## RECORDS SUPPLIED

§ §

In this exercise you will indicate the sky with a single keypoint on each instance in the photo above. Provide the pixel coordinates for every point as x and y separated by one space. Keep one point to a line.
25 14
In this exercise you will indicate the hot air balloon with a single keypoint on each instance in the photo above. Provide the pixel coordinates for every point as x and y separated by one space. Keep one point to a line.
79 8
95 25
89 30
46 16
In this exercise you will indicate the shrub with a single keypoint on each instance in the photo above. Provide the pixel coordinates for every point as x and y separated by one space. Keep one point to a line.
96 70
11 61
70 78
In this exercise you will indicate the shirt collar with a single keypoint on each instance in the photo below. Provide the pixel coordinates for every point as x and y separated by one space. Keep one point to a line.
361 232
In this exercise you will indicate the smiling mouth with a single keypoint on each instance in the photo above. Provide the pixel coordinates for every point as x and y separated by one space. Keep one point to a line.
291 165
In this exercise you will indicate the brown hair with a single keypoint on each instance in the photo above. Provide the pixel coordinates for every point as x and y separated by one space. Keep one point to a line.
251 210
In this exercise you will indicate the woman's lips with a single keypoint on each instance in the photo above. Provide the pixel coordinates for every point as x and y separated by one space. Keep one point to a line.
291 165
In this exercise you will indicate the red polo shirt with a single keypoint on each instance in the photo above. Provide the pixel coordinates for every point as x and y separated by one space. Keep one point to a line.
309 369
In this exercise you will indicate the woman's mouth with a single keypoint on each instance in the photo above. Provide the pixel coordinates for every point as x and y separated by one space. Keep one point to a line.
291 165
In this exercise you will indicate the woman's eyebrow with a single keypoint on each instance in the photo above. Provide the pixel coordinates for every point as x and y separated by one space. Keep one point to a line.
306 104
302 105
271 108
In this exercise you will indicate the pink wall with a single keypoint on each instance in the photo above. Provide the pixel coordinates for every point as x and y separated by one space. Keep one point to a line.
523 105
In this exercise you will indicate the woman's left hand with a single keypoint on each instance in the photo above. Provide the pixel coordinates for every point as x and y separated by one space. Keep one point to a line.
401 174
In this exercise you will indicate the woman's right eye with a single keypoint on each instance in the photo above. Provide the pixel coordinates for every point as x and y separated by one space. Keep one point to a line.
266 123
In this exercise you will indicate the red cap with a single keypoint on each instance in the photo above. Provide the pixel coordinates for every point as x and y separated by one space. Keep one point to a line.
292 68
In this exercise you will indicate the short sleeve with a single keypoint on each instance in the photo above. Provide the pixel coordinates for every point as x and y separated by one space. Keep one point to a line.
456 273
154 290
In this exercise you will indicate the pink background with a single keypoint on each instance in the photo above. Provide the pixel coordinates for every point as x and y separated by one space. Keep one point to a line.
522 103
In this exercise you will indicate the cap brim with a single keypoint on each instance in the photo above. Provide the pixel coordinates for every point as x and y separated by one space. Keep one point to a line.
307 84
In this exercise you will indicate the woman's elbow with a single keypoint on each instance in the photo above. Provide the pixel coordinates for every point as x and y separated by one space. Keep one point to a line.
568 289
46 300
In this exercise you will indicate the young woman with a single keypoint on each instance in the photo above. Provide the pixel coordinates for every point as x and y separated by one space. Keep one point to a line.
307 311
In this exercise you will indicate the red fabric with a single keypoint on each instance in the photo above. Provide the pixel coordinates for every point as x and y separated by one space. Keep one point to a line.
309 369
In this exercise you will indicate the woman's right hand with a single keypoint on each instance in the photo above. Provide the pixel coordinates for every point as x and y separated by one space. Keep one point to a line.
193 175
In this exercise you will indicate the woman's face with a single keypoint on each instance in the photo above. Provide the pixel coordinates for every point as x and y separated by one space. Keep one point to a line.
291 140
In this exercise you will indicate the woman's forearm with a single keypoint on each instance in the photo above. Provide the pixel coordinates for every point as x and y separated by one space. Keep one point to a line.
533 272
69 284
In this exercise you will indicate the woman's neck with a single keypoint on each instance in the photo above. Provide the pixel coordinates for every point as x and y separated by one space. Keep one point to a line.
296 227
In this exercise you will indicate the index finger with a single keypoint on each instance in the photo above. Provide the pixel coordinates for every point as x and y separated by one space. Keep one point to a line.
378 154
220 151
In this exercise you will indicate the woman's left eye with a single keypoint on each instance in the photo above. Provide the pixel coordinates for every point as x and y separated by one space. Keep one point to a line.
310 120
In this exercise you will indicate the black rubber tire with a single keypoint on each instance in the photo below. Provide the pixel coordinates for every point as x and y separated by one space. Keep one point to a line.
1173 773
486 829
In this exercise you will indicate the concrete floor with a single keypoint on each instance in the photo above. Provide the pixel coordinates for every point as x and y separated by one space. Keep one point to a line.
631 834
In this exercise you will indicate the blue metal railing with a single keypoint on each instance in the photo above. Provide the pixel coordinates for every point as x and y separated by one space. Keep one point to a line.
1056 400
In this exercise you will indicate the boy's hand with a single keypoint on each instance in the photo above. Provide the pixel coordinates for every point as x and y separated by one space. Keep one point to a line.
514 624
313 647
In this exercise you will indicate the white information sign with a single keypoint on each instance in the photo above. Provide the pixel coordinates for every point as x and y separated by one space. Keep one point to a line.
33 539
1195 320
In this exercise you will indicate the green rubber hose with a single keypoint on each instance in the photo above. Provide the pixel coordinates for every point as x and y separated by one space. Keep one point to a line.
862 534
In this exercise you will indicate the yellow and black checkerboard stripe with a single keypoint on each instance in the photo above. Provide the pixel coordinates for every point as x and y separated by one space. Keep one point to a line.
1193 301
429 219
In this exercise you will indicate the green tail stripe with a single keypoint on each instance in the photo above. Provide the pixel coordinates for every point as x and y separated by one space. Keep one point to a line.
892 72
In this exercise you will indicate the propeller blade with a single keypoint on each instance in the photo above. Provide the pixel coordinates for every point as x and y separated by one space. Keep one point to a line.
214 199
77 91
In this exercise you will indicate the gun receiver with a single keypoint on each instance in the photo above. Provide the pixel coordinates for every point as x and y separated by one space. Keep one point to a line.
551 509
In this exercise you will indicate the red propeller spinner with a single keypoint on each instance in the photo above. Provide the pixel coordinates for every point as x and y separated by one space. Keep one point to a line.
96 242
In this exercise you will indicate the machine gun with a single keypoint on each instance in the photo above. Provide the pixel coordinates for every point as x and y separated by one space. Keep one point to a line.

§ §

## TASK DIRECTIONS
Copy out the data shown above without altering anything.

## ANSWER TO THE PROBLEM
In this exercise you will indicate the sky with a single keypoint on each instance in the photo above. Provide the pixel coordinates for every point as x and y separated by one space. Keep one point to a line.
25 14
In this exercise you will indicate the hot air balloon with a single keypoint on each instance in the photo above. Provide the pixel coordinates for every point as x and y separated by one space. Keep one point to a line.
79 8
95 25
89 30
46 16
In this exercise you will indicate the shrub with a single keypoint on each instance in the photo above. Provide the pixel coordinates for every point as x and y separated by one space. Keep one point to a line.
96 70
11 61
70 78
In this exercise you will indicate the shirt collar with a single keypoint on each instance in the photo below. Provide the pixel coordinates for every point as x and y separated by one space. Keep one point to a line.
361 232
In this exercise you will indicate the smiling mouth with a single keypoint on each instance in the photo above. Provide the pixel coordinates for every point as x and y separated by one space. Keep one point to a line.
291 165
In this exercise you will indicate the brown hair with a single keypoint on each instance in the photo above. Provide the pixel coordinates for every point as x and y separated by one space. Keep one point to a line.
251 210
In this exercise you will indicate the woman's lips with a single keypoint on each instance in the photo above. Provide the pixel coordinates for every point as x and y separated by one space. Keep one point to a line.
291 165
In this exercise you will indicate the red polo shirt with a single keypoint on each instance in the photo above. Provide the pixel coordinates for every point as x and y separated by one space. Keep one point to a line.
309 369
In this exercise you will indicate the woman's mouth with a single keypoint on each instance in the photo above. Provide the pixel coordinates for every point as x and y separated by one space. Keep one point to a line.
291 165
In this exercise you will indicate the woman's eyebrow with a single keypoint on each instance in the photo above. Provide the pixel coordinates for every point as x and y separated by one space. Keep one point to a line.
306 104
302 105
271 108
In this exercise you will indicate the pink wall with a single keypoint on each instance in the photo above. Provide the pixel coordinates for every point as x and y separated by one space. Keep one point to a line.
523 105
In this exercise you will indicate the woman's left hand with a single keypoint on each instance in the photo above. Provide the pixel coordinates for every point as x and y separated by one space. Keep one point to a line.
401 174
In this exercise you will indicate the woman's right eye with a single keypoint on each instance in the photo above. Provide the pixel coordinates for every point as x and y separated by one space. Keep one point to a line.
266 123
In this exercise you will indicate the red cap with a single keypoint on each instance in the photo above. Provide the pixel coordinates for every point as x and y separated by one space. Keep one point to a line.
292 68
In this exercise you will indicate the short sleeve with a single keypoint on each instance in the photo above. Provide the pixel coordinates for every point as x and y separated by one space. Keep one point to a line.
456 273
154 290
In this exercise you will indicate the pink background with a single keypoint on each instance in the photo above. Provide the pixel coordinates for every point as x and y separated by one space. Keep one point to a line.
522 103
In this exercise you will indicate the cap brim with a single keypoint on each instance in the photo above. Provide the pixel coordinates for every point as x and y separated by one space. Keep one point to a line.
307 84
In this exercise you will indicate the woman's elbow with a single keypoint on each instance in the photo above. Provide the pixel coordinates for every point as x and y separated by one space. Keep one point to a line.
568 289
46 300
In this exercise you will indicate the young woman with a single keypoint on each instance in the photo above. Provide the pixel coordinates for every point as x and y separated by one space. Keep one point to a line.
307 311
In this exercise you will indicate the red fabric with a single keypoint on each instance in the photo above. Provide the pixel coordinates for every point as x and y separated by one space. Keep one point to a line.
309 369
In this exercise you will indicate the woman's right hand with a single keypoint on each instance in the photo above. Provide the pixel coordinates for every point as x and y separated by one space. Keep one point to a line.
193 175
In this exercise you will indicate the woman's face with a single keypoint on each instance in the photo above. Provide the pixel coordinates for every point as x and y separated by one space. Keep one point to a line.
291 140
In this exercise you will indicate the woman's forearm with a single keypoint on each instance in the photo above. Provide the pixel coordinates for every point as x and y separated by one space. Keep one point to a line.
533 272
69 284
In this exercise you will indicate the woman's neck with a single keypoint on each instance in the photo above. Provide the pixel coordinates for every point as x and y separated by one space. Keep one point to a line.
296 227
In this exercise you will indicate the index finger with a single keypoint on each instance in the photo above. Provide the pixel coordinates for every point as x and y separated by one space. Keep one point to a line.
378 154
220 151
In this exercise you will indicate the woman's left eye with a single keypoint on each instance in the photo above. Provide the pixel coordinates for every point as x and y separated by one space. Keep one point to a line.
310 120
In this exercise you will indicate the black rubber tire with a single keypoint on each instance in the photo below. Provide the pixel coordinates for every point as x and y separated by one space. Keep one point to a line.
1173 773
486 829
In this exercise you will indicate the concrete floor with a single keypoint on each instance in the photo above. Provide the pixel coordinates for every point as x and y separated by one space. Keep one point to a line.
631 834
In this exercise you will indicate the blue metal railing with a single keypoint on each instance in the photo above. Provide the pixel coordinates for every point as x and y separated by one space. Keep one point to a line.
1056 400
In this exercise you will indicate the boy's hand with a single keypoint on each instance in the photo above. Provide the pixel coordinates for every point as x and y separated by one space. Keep one point to a line.
514 624
313 647
In this exercise you will indicate the white information sign with a single keypoint on each instance in the photo above. Provide the pixel coordinates for every point as x and y separated by one space. Keep one point to a line.
33 539
1195 320
In this exercise you will indicate the green rubber hose with a single keypoint on each instance in the photo above. Provide the pixel coordinates for every point as x and y separated by one space. Keep one point to a line.
862 534
In this exercise you will indicate the yellow and black checkerboard stripe with a single keypoint on each instance in the photo above. Provide the pixel coordinates for every point as x and y separated by one space. Keep one point to a line.
1193 301
429 219
In this exercise you will indicate the green tail stripe with a single keypoint on each instance in the photo above. Provide the pixel coordinates for every point as x and y separated by one space. Keep one point to a line.
892 72
In this exercise you will indicate the propeller blade with a single keypoint on each instance in the photo above. Provide the pixel coordinates for every point as x and y separated by one space. Keep one point to a line.
214 199
77 91
In this exercise you will indicate the gun receiver with a single keypoint on each instance in the photo above. Provide the pixel coordinates for every point as x and y separated by one space. Keep one point to a line.
551 509
In this exercise you will indicate the red propeller spinner with a single keypoint on each instance in the photo above. Provide the pixel coordinates for every point as x and y separated by one space. Keep one point to a line.
96 242
In this exercise you will indicate the machine gun with a single keypoint on each instance in the photo above. Provide the pixel coordinates for every point as x and y separated by one space. Keep one point to a line.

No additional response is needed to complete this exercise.